Transcribe each of the records below word for word, omitting the pictures.
========================================
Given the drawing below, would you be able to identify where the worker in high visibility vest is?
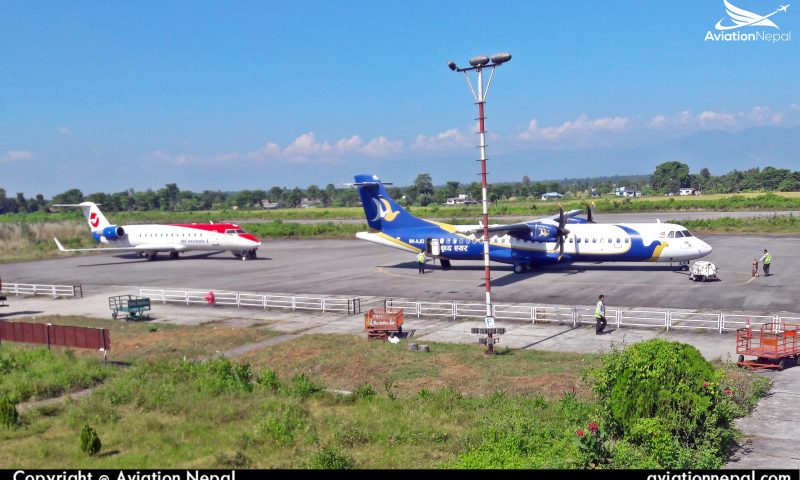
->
[417,252,425,273]
[594,295,607,335]
[758,248,772,277]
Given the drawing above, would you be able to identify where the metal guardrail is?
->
[0,282,83,298]
[383,298,800,333]
[134,288,800,333]
[139,288,361,315]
========================================
*ANSWER TO THE PROBLEM*:
Given the drawing below, would you be able to identify where the worker in high visibility vest is?
->
[417,252,425,273]
[594,295,607,335]
[758,248,772,277]
Given the drawing above, would you be able to identify where the metal guardrail is?
->
[0,282,83,298]
[383,298,800,333]
[134,288,800,333]
[139,288,361,315]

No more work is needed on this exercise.